La scorsa primavera, sotto i riflettori c’erano le sigarette, che alcuni hanno considerato un potenziale baluardo contro l’infezione da Covid-19. Se questo non è stato ancora dimostrato, vengono ora avanzate nuove teorie. L’ultima riguarda il vino: un nuovo studio confermerebbe che il vino protegge dal Covid-19. Il condizionale è d’obbligo. Tant’è che consumare vino oggi non può in alcun modo essere considerato una tutela efficace.
Affermazioni fuorvianti
Insomma, come ogni cosa è bene stare attenti e non credere proprio a tutte le affermazioni che, in alcuni casi, possono essere fuorvianti.
Innanzitutto, occorre chiarire che studi come questo sono stati condotti ‘in vitro’ e sappiamo che il passaggio ‘in vivo’ spesso mostra significative differenze. Per questo motivo, non dobbiamo iniziare a bere quantità esagerate di vino, convincendoci che non prenderemo il Covid-19. Non è questo il significato dello studio.
Le condizioni sperimentali di questo studio come di altri fanno riferimento agli acidi (compresi i tannini) presenti nel vino, che rappresentano dai tre ai nove grammi del suo contenuto in un litro contro 80 grammi di alcol in media. Quindi, è possibile estrapolare i risultati di un trattamento su colture cellulari con una molecola isolata, a un dosaggio ben preciso e il consumo di una bevanda complessa in un essere umano? La risposta è ovviamente no.

(Dati di espressioni referenziali)
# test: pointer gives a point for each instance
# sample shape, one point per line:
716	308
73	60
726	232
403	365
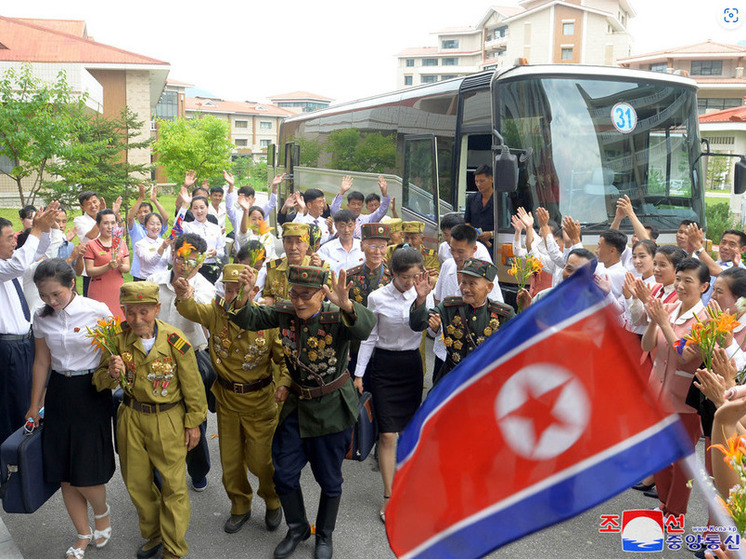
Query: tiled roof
206	105
28	42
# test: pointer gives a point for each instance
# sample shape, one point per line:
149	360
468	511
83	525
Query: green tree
37	121
201	144
99	160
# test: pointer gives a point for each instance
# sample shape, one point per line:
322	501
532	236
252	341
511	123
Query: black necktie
22	297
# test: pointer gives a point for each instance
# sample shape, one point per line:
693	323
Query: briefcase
23	487
364	432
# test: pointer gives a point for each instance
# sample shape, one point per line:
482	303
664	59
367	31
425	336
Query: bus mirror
505	172
739	176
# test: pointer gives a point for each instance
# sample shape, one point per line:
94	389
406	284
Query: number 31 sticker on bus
624	117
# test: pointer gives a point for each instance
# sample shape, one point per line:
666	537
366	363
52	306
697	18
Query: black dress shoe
149	549
235	522
272	518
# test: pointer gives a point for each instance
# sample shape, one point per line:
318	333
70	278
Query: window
707	67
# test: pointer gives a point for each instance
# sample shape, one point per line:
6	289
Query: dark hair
101	213
483	170
243	252
355	195
703	273
736	279
151	214
405	258
312	194
197	198
650	246
653	231
259	209
449	221
582	253
615	238
464	232
672	253
344	216
55	269
26	211
740	234
198	242
84	196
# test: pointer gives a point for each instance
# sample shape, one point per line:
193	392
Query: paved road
360	534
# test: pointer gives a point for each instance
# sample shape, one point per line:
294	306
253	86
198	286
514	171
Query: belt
74	373
147	408
305	393
239	388
15	337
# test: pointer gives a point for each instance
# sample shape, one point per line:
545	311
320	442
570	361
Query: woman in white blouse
153	251
210	233
77	440
393	350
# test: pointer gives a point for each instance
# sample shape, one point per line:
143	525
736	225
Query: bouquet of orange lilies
708	333
735	456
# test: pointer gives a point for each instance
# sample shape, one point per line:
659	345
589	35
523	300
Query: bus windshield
592	140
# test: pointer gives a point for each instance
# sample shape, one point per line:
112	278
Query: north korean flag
546	419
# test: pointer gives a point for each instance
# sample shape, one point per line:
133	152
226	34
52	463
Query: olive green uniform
246	418
464	327
166	375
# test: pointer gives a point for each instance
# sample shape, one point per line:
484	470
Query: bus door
420	185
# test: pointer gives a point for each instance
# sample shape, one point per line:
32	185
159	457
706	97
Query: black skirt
396	385
77	438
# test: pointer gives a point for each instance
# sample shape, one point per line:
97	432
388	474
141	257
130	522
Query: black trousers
291	453
16	362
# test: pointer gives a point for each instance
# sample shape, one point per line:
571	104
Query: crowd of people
280	342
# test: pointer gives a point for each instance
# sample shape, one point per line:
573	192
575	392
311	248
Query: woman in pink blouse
673	372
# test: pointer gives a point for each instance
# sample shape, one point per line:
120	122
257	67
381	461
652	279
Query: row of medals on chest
457	330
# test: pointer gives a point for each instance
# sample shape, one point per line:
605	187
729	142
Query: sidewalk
8	548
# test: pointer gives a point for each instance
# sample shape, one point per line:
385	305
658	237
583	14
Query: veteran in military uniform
244	392
158	421
321	404
467	320
273	278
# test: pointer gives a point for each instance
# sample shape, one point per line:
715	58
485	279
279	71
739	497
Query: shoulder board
500	308
453	301
284	307
179	343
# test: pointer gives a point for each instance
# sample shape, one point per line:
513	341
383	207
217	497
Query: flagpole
696	471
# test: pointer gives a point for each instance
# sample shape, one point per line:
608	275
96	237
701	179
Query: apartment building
541	31
254	126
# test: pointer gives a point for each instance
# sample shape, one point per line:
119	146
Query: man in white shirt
355	201
198	459
16	343
344	252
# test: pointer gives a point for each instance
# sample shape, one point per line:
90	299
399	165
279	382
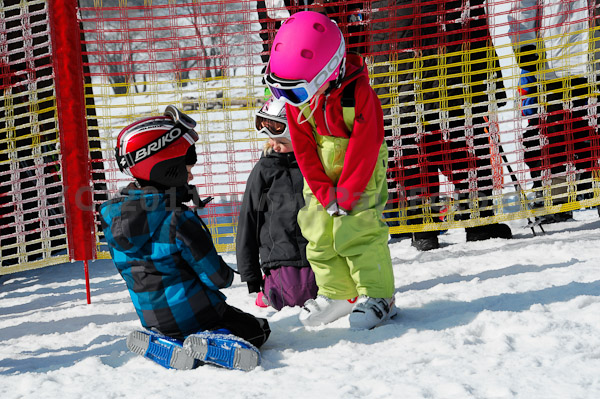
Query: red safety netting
490	107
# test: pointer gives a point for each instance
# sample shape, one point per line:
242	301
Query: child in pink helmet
343	158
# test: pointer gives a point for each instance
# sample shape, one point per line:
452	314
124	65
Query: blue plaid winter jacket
166	256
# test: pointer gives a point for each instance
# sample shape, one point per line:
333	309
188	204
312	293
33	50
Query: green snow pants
349	254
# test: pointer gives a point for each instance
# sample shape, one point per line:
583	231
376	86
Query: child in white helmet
270	248
343	157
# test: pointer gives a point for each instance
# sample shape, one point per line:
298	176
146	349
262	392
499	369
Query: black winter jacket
268	234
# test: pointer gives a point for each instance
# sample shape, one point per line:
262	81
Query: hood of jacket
130	220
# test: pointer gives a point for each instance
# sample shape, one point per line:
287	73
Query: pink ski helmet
308	51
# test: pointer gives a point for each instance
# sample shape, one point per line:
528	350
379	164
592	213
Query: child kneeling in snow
166	256
268	237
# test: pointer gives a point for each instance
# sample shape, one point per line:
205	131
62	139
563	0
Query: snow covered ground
494	319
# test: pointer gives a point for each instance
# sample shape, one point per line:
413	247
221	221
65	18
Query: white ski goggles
271	127
298	91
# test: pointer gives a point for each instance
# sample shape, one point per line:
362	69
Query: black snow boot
425	241
480	233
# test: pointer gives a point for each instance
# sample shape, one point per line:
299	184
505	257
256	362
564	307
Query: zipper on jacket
325	114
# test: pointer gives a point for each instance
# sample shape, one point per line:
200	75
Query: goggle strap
179	117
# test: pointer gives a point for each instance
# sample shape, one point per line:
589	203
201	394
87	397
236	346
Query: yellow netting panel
448	73
32	231
490	107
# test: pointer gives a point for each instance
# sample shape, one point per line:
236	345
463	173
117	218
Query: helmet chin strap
315	100
340	78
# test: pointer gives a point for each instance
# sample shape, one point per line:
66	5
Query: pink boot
261	301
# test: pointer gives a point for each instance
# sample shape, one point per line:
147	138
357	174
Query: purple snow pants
290	286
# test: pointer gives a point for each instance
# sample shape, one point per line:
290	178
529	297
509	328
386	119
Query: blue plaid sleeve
199	251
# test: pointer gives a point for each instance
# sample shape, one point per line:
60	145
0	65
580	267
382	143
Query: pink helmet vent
304	45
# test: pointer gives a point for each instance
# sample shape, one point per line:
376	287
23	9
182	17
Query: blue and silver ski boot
223	349
166	351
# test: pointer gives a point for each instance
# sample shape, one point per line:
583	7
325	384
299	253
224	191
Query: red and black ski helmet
157	149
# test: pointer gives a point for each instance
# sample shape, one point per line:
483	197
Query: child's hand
334	210
527	89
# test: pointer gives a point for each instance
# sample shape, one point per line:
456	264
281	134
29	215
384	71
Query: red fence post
74	146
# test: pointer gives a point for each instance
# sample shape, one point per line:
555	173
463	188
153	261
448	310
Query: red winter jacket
363	148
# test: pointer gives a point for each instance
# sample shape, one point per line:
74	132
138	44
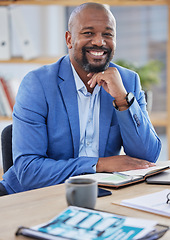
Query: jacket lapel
106	112
68	91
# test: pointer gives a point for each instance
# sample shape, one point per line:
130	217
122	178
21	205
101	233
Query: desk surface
39	206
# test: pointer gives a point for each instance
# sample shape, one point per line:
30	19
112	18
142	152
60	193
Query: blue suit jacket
46	128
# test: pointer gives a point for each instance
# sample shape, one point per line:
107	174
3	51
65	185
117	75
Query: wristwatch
127	102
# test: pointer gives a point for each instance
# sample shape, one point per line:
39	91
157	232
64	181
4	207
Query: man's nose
98	40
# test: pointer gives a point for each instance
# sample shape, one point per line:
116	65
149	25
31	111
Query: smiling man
74	116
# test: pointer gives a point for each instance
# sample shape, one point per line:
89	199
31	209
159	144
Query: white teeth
97	53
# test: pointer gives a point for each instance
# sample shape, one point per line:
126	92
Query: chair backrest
6	146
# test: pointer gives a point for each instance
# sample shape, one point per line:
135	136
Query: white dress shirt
89	108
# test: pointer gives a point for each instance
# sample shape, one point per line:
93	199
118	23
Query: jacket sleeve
32	164
138	135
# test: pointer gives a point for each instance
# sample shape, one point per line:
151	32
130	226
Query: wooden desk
38	206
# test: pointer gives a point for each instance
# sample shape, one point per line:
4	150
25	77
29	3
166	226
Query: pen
123	174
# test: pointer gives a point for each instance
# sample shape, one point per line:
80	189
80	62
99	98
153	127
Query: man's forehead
90	15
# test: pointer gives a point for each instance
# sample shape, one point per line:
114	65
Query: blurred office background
142	34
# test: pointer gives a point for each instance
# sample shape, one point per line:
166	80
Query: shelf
39	60
78	2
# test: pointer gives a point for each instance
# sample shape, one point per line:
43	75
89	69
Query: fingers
96	78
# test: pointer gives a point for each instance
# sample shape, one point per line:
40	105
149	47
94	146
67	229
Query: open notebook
119	179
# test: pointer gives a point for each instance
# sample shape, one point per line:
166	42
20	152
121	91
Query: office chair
6	146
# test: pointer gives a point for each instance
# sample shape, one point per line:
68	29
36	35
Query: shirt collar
80	86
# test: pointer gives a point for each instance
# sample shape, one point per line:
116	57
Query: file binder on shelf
24	38
5	53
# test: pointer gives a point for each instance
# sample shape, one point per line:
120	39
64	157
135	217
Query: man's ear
68	39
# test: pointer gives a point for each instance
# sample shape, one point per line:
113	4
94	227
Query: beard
88	67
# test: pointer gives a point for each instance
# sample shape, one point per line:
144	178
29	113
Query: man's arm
43	146
139	138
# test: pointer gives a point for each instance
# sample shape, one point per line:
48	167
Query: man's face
92	40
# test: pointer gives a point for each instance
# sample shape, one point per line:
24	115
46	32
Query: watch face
130	98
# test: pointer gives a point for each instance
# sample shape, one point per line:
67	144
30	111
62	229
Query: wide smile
100	54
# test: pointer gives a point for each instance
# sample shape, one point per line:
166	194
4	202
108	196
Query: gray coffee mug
81	192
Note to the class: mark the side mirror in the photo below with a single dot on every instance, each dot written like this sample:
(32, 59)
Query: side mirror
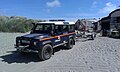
(52, 33)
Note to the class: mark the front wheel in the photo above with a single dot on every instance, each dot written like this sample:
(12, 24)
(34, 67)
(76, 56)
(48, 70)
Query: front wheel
(46, 52)
(70, 44)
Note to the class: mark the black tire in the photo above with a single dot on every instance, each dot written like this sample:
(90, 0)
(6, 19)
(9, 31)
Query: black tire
(46, 52)
(70, 44)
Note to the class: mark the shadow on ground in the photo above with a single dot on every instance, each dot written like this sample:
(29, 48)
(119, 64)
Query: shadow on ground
(16, 57)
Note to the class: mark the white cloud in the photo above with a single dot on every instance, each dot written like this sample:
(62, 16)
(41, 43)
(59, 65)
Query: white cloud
(108, 8)
(94, 4)
(54, 3)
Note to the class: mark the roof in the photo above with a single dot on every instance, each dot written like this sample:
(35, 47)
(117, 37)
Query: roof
(114, 11)
(56, 22)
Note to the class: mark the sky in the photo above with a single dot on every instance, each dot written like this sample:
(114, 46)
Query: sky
(58, 9)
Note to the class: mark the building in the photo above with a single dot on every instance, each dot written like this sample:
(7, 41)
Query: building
(110, 25)
(84, 24)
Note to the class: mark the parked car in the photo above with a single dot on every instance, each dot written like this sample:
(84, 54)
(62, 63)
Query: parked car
(45, 36)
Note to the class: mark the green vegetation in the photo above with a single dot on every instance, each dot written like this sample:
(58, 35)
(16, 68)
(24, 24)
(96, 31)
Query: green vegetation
(16, 24)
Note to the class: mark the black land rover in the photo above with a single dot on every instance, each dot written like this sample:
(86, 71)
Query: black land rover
(45, 36)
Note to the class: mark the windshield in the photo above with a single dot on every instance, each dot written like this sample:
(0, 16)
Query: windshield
(42, 28)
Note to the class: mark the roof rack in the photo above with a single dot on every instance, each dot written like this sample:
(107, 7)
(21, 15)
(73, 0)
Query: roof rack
(57, 20)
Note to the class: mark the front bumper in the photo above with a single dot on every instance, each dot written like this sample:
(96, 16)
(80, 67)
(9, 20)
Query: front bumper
(24, 49)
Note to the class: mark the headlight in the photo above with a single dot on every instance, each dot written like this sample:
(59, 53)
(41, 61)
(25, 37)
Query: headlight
(35, 43)
(25, 41)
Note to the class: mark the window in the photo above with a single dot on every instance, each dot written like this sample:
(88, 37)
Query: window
(71, 28)
(43, 28)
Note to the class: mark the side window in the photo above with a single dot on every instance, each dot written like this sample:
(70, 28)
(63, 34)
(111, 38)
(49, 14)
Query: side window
(71, 28)
(65, 29)
(39, 27)
(47, 27)
(58, 29)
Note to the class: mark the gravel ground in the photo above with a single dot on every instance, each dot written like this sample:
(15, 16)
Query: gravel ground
(99, 55)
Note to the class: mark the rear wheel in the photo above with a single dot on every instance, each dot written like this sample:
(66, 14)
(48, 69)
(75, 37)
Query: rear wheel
(46, 52)
(70, 44)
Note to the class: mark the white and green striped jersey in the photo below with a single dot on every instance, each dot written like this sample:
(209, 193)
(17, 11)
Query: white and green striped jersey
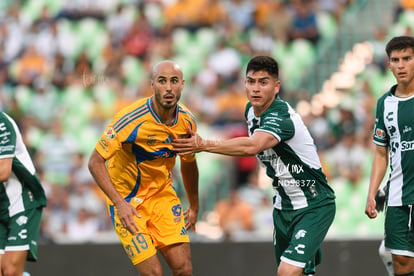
(394, 128)
(23, 189)
(293, 164)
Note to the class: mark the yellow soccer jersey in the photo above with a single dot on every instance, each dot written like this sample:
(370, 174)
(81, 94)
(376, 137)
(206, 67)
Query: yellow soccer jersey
(137, 145)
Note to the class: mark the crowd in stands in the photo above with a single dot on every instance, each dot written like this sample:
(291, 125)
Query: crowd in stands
(67, 66)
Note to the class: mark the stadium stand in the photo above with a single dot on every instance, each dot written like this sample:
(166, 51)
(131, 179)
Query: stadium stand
(89, 75)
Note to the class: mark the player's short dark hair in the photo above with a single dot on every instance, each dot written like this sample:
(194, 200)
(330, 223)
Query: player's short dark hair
(399, 43)
(264, 63)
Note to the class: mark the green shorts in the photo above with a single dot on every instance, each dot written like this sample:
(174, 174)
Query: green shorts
(21, 232)
(299, 234)
(399, 232)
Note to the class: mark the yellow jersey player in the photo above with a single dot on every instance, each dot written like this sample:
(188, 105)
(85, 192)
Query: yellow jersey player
(132, 164)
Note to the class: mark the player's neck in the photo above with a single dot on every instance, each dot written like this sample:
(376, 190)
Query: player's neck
(404, 90)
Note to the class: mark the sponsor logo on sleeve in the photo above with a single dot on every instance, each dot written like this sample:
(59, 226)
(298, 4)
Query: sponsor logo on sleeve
(110, 134)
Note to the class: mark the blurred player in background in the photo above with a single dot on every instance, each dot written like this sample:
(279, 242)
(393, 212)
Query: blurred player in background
(394, 140)
(145, 210)
(304, 204)
(22, 199)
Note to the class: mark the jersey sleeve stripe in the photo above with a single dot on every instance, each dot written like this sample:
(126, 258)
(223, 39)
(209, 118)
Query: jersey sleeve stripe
(133, 116)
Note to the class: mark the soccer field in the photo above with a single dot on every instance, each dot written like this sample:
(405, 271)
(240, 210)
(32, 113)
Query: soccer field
(340, 258)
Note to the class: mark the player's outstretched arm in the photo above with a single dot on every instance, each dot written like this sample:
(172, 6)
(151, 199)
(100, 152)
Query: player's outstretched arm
(240, 146)
(379, 168)
(125, 210)
(189, 171)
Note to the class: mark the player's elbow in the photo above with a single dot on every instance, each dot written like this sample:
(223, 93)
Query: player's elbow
(252, 149)
(4, 176)
(95, 160)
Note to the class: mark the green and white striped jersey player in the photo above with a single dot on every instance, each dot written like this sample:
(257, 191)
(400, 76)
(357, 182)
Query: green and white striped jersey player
(293, 164)
(21, 194)
(394, 129)
(304, 202)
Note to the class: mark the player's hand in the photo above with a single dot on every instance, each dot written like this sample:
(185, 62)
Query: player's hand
(126, 213)
(184, 146)
(190, 217)
(370, 210)
(380, 200)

COMPITO
Nel brano sul vino e il Covid-19, quanti grammi di acidi, tannini compresi, sono presenti in un litro di vino? Le voci provengono da un'altra fonte.

RISPOSTA
Dai tre ai nove grammi per litro.